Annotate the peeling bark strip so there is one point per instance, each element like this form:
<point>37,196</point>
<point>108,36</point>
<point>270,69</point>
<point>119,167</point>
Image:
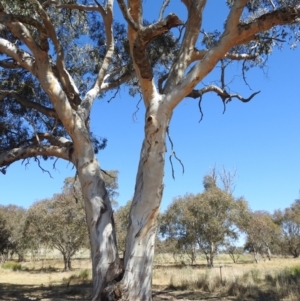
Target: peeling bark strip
<point>137,281</point>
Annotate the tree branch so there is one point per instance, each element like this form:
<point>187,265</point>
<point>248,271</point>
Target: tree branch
<point>22,58</point>
<point>29,104</point>
<point>199,55</point>
<point>163,7</point>
<point>92,94</point>
<point>16,154</point>
<point>193,26</point>
<point>116,83</point>
<point>222,93</point>
<point>131,22</point>
<point>20,31</point>
<point>55,141</point>
<point>247,31</point>
<point>65,78</point>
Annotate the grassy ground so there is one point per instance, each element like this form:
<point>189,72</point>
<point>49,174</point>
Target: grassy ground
<point>274,280</point>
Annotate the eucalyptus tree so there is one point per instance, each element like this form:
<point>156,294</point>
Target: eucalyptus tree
<point>51,81</point>
<point>289,222</point>
<point>15,220</point>
<point>261,232</point>
<point>59,223</point>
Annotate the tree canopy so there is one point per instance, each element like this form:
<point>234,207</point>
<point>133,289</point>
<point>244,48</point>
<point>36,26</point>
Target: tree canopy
<point>58,57</point>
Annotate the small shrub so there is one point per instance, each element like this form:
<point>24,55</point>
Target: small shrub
<point>84,275</point>
<point>12,266</point>
<point>255,275</point>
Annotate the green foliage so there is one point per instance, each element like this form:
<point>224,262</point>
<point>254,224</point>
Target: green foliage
<point>60,223</point>
<point>121,217</point>
<point>203,221</point>
<point>12,266</point>
<point>289,222</point>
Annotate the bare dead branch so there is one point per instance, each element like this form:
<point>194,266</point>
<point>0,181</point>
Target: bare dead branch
<point>10,156</point>
<point>28,104</point>
<point>192,27</point>
<point>222,93</point>
<point>135,25</point>
<point>173,153</point>
<point>163,7</point>
<point>160,82</point>
<point>98,8</point>
<point>199,55</point>
<point>114,96</point>
<point>247,31</point>
<point>65,78</point>
<point>116,83</point>
<point>134,115</point>
<point>21,58</point>
<point>19,31</point>
<point>9,65</point>
<point>200,108</point>
<point>36,159</point>
<point>92,93</point>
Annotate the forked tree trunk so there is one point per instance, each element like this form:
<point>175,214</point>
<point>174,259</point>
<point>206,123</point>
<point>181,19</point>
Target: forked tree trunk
<point>99,214</point>
<point>136,284</point>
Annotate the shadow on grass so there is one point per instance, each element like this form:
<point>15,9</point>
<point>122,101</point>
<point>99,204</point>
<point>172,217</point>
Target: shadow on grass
<point>14,292</point>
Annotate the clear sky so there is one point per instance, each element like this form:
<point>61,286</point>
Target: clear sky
<point>260,139</point>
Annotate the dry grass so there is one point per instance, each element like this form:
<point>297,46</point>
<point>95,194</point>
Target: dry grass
<point>274,280</point>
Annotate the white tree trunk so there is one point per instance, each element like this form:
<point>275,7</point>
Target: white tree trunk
<point>137,280</point>
<point>99,214</point>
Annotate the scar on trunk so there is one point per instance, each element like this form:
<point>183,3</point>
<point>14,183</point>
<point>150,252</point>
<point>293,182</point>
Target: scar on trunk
<point>151,222</point>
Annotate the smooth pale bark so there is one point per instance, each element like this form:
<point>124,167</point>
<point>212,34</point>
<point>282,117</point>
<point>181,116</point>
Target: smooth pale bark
<point>137,280</point>
<point>105,260</point>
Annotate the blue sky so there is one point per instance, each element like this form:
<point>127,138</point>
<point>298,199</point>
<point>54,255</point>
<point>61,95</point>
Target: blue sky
<point>260,139</point>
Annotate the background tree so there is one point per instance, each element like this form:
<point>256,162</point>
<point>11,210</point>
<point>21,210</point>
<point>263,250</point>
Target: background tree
<point>47,97</point>
<point>15,220</point>
<point>121,220</point>
<point>58,223</point>
<point>204,221</point>
<point>4,236</point>
<point>261,233</point>
<point>289,221</point>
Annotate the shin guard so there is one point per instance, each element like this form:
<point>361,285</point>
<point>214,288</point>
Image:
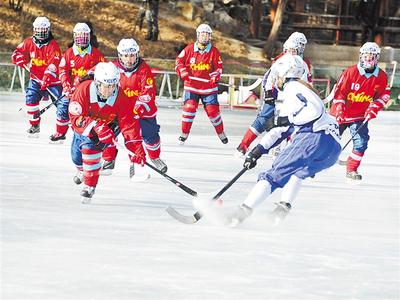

▸ Description of the task
Can you repeat every row above with each "Target" renamed to "Object" and nothing else changed? Leave the pictures out.

▸ Final answer
Annotate the peeling bark strip so there is one point per instance, each element like this form:
<point>37,196</point>
<point>108,36</point>
<point>270,69</point>
<point>119,167</point>
Image:
Object: peeling bark strip
<point>137,281</point>
Annotate the tree branch so there is one point per instance, each element like this form:
<point>187,265</point>
<point>248,271</point>
Object: tree branch
<point>22,58</point>
<point>29,104</point>
<point>199,55</point>
<point>163,7</point>
<point>92,94</point>
<point>16,154</point>
<point>193,26</point>
<point>116,83</point>
<point>222,93</point>
<point>131,22</point>
<point>20,31</point>
<point>55,141</point>
<point>247,31</point>
<point>65,78</point>
Annotate the grassy ground so there is one point per instance, each element like this form:
<point>189,72</point>
<point>49,174</point>
Object: grassy ground
<point>274,280</point>
Annotate the eucalyptus tree so there is one point per instance, each element like this form:
<point>156,294</point>
Object: eucalyptus tree
<point>51,81</point>
<point>289,222</point>
<point>15,220</point>
<point>261,232</point>
<point>59,223</point>
Annotate the tree canopy so there is one point per instance, each element like this form:
<point>234,207</point>
<point>133,289</point>
<point>244,48</point>
<point>36,26</point>
Object: tree canopy
<point>58,57</point>
Annotate the small shrub so there is one point per instance, each element like this form:
<point>24,55</point>
Object: small shrub
<point>84,275</point>
<point>12,266</point>
<point>255,275</point>
Annotate the green foliage so there is one point per instance, each element like this form:
<point>224,262</point>
<point>254,224</point>
Object: green foliage
<point>60,223</point>
<point>121,217</point>
<point>203,221</point>
<point>12,266</point>
<point>289,222</point>
Annotate the bare dead branch so there is one point per instance, each element like this form:
<point>194,266</point>
<point>0,181</point>
Object: bare dead branch
<point>10,156</point>
<point>28,104</point>
<point>192,27</point>
<point>222,93</point>
<point>135,25</point>
<point>173,153</point>
<point>163,7</point>
<point>160,82</point>
<point>98,8</point>
<point>199,55</point>
<point>114,96</point>
<point>247,31</point>
<point>65,78</point>
<point>116,83</point>
<point>134,115</point>
<point>21,58</point>
<point>19,31</point>
<point>9,65</point>
<point>200,108</point>
<point>36,159</point>
<point>92,93</point>
Annotate the forked tree trunk so there is one point per instance, each element like this form:
<point>175,214</point>
<point>174,259</point>
<point>206,123</point>
<point>181,19</point>
Object: forked tree trunk
<point>99,214</point>
<point>136,284</point>
Annotate the shadow on grass so there is one point per instance, each element like this form:
<point>15,9</point>
<point>122,101</point>
<point>99,204</point>
<point>172,217</point>
Object: shadow on grass
<point>14,292</point>
Annotate the clear sky so there is one point per instance, each element like this form:
<point>61,286</point>
Object: clear sky
<point>260,139</point>
Annotate the dry grass so there is one point per instance, each element like this form:
<point>297,46</point>
<point>95,194</point>
Object: dry grass
<point>274,280</point>
Annotate the white tree trunk so there is one point per instance, each element like this form:
<point>275,7</point>
Object: white tree trunk
<point>137,280</point>
<point>99,214</point>
Annotate the scar on trunk so there is one point per instance, each element like this form:
<point>183,3</point>
<point>14,183</point>
<point>150,252</point>
<point>293,182</point>
Object: scar on trunk
<point>151,222</point>
Annotate the smooth pale bark so there is one point per instance, each element like this form:
<point>124,167</point>
<point>212,34</point>
<point>282,117</point>
<point>181,116</point>
Object: smooth pale bark
<point>137,280</point>
<point>105,260</point>
Annotate the blue sky so there is one point per instance, each element like this form:
<point>127,138</point>
<point>298,199</point>
<point>54,255</point>
<point>61,95</point>
Object: blue sky
<point>260,139</point>
Annotate the background tree so there is one point per instance, each element like this form:
<point>256,162</point>
<point>11,210</point>
<point>21,210</point>
<point>263,250</point>
Object: background tree
<point>47,97</point>
<point>15,220</point>
<point>121,220</point>
<point>58,223</point>
<point>204,221</point>
<point>4,236</point>
<point>261,233</point>
<point>289,221</point>
Annotate the shin guard so there is one point per instance, each element like this form:
<point>361,285</point>
<point>214,288</point>
Image:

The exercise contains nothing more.